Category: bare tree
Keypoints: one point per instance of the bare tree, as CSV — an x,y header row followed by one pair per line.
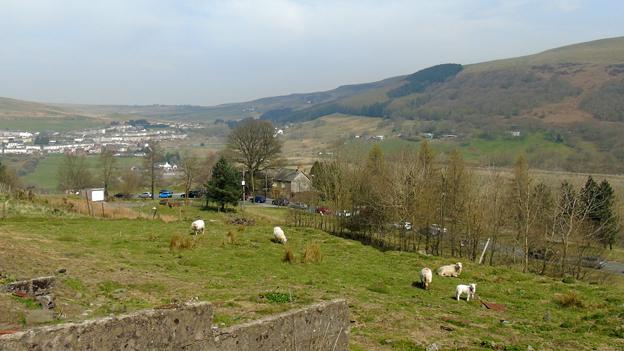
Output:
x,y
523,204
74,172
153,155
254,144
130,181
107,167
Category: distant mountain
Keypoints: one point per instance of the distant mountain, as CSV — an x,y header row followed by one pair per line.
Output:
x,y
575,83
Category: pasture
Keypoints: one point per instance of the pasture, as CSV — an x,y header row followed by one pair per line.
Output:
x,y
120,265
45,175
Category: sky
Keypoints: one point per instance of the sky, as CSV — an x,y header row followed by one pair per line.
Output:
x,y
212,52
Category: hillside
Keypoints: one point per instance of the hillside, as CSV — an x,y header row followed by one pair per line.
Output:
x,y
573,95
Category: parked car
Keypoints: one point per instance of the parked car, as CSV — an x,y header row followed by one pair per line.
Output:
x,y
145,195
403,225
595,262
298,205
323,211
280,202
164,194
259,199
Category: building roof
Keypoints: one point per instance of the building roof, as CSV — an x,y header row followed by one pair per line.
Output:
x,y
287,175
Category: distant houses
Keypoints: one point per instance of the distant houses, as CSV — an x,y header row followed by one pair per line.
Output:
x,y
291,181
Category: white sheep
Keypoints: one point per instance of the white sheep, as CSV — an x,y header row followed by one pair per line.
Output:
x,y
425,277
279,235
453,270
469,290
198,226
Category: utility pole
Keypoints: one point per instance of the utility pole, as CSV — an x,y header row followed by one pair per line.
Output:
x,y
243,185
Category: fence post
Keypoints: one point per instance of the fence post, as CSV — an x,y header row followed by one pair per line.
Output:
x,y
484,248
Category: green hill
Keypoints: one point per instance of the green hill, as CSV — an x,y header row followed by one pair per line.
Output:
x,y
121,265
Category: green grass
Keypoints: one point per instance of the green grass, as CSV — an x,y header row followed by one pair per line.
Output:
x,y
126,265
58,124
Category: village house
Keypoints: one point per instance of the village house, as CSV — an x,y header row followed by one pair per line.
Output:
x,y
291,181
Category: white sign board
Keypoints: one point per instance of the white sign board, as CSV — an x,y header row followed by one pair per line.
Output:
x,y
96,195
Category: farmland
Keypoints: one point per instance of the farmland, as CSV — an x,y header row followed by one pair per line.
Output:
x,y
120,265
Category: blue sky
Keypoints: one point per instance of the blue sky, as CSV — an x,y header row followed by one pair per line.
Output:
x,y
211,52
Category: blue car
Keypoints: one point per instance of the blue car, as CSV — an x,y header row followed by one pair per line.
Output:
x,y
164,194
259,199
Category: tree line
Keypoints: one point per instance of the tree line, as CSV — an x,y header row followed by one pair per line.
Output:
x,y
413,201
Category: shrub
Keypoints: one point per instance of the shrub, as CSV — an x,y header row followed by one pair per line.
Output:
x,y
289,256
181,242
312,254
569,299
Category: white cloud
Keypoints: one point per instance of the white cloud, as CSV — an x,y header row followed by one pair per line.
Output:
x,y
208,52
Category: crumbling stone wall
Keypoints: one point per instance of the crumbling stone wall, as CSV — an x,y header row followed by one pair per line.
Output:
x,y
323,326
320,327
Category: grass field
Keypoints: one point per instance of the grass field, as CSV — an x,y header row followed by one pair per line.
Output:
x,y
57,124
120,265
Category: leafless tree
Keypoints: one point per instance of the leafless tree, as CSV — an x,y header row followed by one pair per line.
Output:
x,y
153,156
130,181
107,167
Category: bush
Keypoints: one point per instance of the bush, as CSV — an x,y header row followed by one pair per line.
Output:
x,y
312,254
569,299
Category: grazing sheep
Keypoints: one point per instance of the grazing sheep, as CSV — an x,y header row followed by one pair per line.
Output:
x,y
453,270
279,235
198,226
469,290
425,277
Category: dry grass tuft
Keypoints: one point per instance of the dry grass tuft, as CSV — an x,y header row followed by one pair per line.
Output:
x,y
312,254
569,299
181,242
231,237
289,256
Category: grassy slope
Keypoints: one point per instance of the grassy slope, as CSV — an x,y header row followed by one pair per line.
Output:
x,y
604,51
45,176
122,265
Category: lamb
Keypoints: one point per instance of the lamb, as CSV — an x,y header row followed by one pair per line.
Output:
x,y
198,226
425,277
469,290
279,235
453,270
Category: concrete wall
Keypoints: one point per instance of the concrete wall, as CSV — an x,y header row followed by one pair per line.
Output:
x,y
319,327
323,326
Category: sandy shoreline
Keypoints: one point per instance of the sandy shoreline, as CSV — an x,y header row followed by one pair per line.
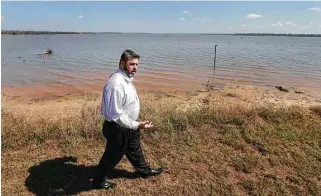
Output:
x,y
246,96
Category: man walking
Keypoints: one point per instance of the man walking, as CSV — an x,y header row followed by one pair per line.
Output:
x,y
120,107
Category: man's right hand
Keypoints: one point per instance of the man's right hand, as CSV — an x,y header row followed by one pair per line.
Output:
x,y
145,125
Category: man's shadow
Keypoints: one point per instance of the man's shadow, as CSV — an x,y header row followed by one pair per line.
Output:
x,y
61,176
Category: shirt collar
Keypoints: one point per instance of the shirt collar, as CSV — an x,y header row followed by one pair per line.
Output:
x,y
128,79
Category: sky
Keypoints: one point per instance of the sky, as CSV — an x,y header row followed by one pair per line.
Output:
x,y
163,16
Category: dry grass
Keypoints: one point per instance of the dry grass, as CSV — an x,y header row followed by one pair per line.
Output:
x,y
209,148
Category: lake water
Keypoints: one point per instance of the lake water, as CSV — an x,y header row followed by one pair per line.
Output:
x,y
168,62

------------

**About this task:** Leave the images aside and transcribe all entries exactly.

**Answer space:**
Category: bare tree
Keypoints: one point per instance of the bare tree, as CSV — an x,y header row followed by one pair per line.
Output:
x,y
523,204
74,172
153,155
254,144
130,181
107,167
Category: distant mountain
Keypoints: one point per instance of the distant mountain, as CSV — an x,y header row followed by one pair per line.
Output:
x,y
575,83
Category: pasture
Keypoints: one point per instance of the pasture, as CSV — an x,y header row followed by one pair per line.
Output:
x,y
120,265
45,175
Category: sky
Keypoints: one point per instance of the sky, as CSV — an x,y header row followed by one pair per line.
Output:
x,y
212,52
Category: hillside
Keypoints: one point per instance of the hillside, as CSV — an x,y header row followed by one pair per line.
Output:
x,y
573,95
Category: parked car
Keypoints: one point per instance of the parked car, as CSV — an x,y header row followed by one pair per line.
Output:
x,y
145,195
403,225
595,262
298,205
323,211
280,202
164,194
259,199
Category: building roof
Keypoints: one point per instance of the building roof, as CSV — an x,y header row followed by one pair per line.
Output:
x,y
287,175
Category: distant houses
Keypoints: one point per instance of the distant houses, as CSV — an x,y header row followed by one pair per line.
Output:
x,y
291,181
Category: white sheep
Keypoints: one point per instance of the white sheep, as CSV — an x,y header row followed by one pair per line.
Output:
x,y
425,277
279,235
453,270
469,290
198,226
Category: utility pole
Keypoints: one point per instance of the utility pole, as CSV — an x,y header row followed by one pair per line.
Output:
x,y
243,185
Category: fence post
Keypoints: one point per instance of the fence post, as CSV — an x,y header row followed by one pair per line.
Output:
x,y
484,248
Category: green hill
Keypoints: one point per instance of the green hill, as CSV — an x,y header row followed by one pair per line.
Output:
x,y
121,265
Category: green grass
Keypoints: one point per instance of the green grass, as CSV — an x,y header row followed by one pair per line.
Output:
x,y
126,265
58,124
Category: village house
Keypoints: one point per instance of the village house, as CSV — an x,y header row followed by one pair per line.
Output:
x,y
291,181
Category: white sign board
Keypoints: one point per instance of the white sign board, as CSV — an x,y header row followed by one pair per line.
Output:
x,y
96,195
Category: farmland
Keypoints: one point per instance of the farmland, as CSV — an x,y header row followed by one pair per line.
Output:
x,y
120,265
Category: blue sky
Keypoints: one point per instance of the blue sky, as CSV — an x,y header row followed by one pair per line.
Output:
x,y
211,52
Category: blue car
Keypoints: one point per instance of the blue car, as CSV — an x,y header row followed by one pair per line.
Output:
x,y
164,194
259,199
Category: tree line
Keypoints: one point per instance of the tree line, as CSV — an x,y header row followed by one pair per line.
Output:
x,y
413,201
Category: shrub
Keypoints: one point per instance of the shrub, as CSV — an x,y header row followed by one pair per line.
Output:
x,y
289,256
181,242
312,254
569,299
Category: white cloud
Keypoints: one point per instance of the white cloud, as CSV — an x,y header row followed by one pair per line.
Output:
x,y
208,52
Category: crumbling stone wall
Keypoints: one point per instance of the crumbling stone wall, as CSV — an x,y header row followed by one pair per line.
Output:
x,y
323,326
320,327
Category: grass field
Keypoints: one point per instance of the grass field, as CSV — an x,y header row followed by one pair per line.
Output:
x,y
57,124
120,265
Category: leafless tree
Keypoints: one point per instance of the leafless tree, as CSV — an x,y header row followed by one pair per line.
Output:
x,y
153,156
130,181
107,167
Category: bush
Keypoints: one point per instance of the bush, as CSV — an x,y header row followed by one pair per line.
Output:
x,y
312,254
569,299
Category: grazing sheep
Keypoints: one point per instance of the grazing sheep, as CSV — an x,y header row followed by one pair per line.
Output:
x,y
453,270
279,235
198,226
469,290
425,277
Category: dry grass tuft
Keypoints: one point per instance of the dry grass tuft, as CSV — an x,y header row followed by one pair per line.
Output:
x,y
312,254
569,299
181,242
231,237
289,256
Category: grassy slope
Keypoints: one point per instance of the grassy slope, as CSV — an x,y header row followed by one pair per line.
Output:
x,y
604,51
45,176
122,265
Category: lamb
Keypoints: one point per instance of the lamb, as CSV — an x,y header row followed by one pair per line.
Output:
x,y
198,226
425,277
469,290
279,235
453,270
Category: concrete wall
Keypoints: one point per instance of the concrete wall, as CSV — an x,y header row followed by one pair per line.
Output:
x,y
319,327
323,326
Category: sandy shoreline
Keypoints: one point per instance of the sandy shoreline, as CSV — an x,y header row followed by one pair per line.
Output:
x,y
246,96
Category: man walking
Keypoints: one point per instance of the man walking, as CSV — an x,y header row followed by one pair per line.
Output:
x,y
120,107
Category: man's right hand
Keypoints: one point per instance of the man's right hand, as CSV — an x,y header row followed by one pair per line.
Output:
x,y
145,125
Category: man's shadow
Keypoints: one point per instance of the man's shadow, as CSV — an x,y header row followed by one pair per line.
Output:
x,y
61,176
Category: shirt collar
Keypoints: one point per instance of the shirt collar, as CSV — an x,y header row followed by one pair per line.
Output:
x,y
128,79
Category: sky
Keypoints: one point per instance of the sky, as CSV — an x,y header row followed by one pair per line.
Output:
x,y
163,16
Category: dry grass
Keypoints: one point per instance of the dry grass, as CSV — an x,y header row followed by one pair per line.
Output:
x,y
209,148
Category: lake water
Keypoints: one point per instance of the lake water, as CSV — an x,y header row followed by one pair per line.
Output:
x,y
168,62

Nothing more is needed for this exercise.